━━ SUPPLIED TEXT ━━

Negative Self-Talk, or How To Grow Weeds


How’s Your Self-Talk?

I love this sign, because it’s a perfect illustration of self-talk.  And even though I had been a Christian for many years, the only thing growing in my mind was weeds.

Self-talk is a term frequently found in many of today’s self-help books.  But back in the 1980s when I first started counseling, the term was not so common.  In fact, I had never heard of it.  When my counselor asked how my self-talk was, I thought he was asking me if I was hearing voices!

After he got over his laughter, he explained to me that self-talk is an inner dialogue that goes on in your mind all day, every day.  We all experience this.  It’s like talking to yourself.  (Yes, I know what they say about people who talk to themselves, but that’s not what we’re discussing here.)

I like fellow blogger Caren Fehr’s definition.  In her post “The What, How + Why of Biblical Self-Talk” she explains,  “Self-talk is our internal dialogue.  It’s influenced by our subconcious mind.  It reveals our thoughts, beliefs, questions, and ideas.”

━━━
━━ RECORD SET ━━

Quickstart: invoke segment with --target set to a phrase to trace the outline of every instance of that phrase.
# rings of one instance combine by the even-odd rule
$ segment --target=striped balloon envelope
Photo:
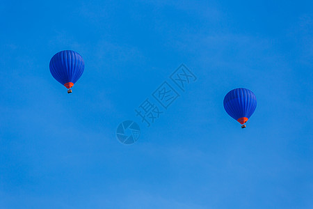
[[[81,56],[72,50],[56,53],[50,61],[50,72],[56,80],[69,90],[81,77],[85,68]]]
[[[244,88],[230,91],[224,98],[224,109],[234,119],[239,122],[241,127],[257,107],[257,97],[249,89]]]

━━━

WHAT YOU NEED TO DO:
**1.** Answer these questions about the self-talk post:
(a) In what decade did the writer first start counseling?
(b) What did the writer think the counselor was asking when he asked about self-talk?
(c) What is the title of Caren Fehr's post?
**2.** Convert all the dataset entries into a two-column CSV with the columns request and outline, one row per request. Put each request's text and its answer in a single quoted field with line breaks replaced by spaces, and leave the pictures out.
The self-talk post and the dataset entries come from unrelated sources.

TASK-BY-TASK RESULTS:
**1.**
(a) The 1980s.
(b) Whether the writer was hearing voices.
(c) "The What, How + Why of Biblical Self-Talk"

**2.**
request,outline
"Quickstart: invoke segment with --target set to a phrase to trace the outline of every instance of that phrase. # rings of one instance combine by the even-odd rule $ segment --target=striped balloon envelope Photo:","[[[81,56],[72,50],[56,53],[50,61],[50,72],[56,80],[69,90],[81,77],[85,68]]] [[[244,88],[230,91],[224,98],[224,109],[234,119],[239,122],[241,127],[257,107],[257,97],[249,89]]]"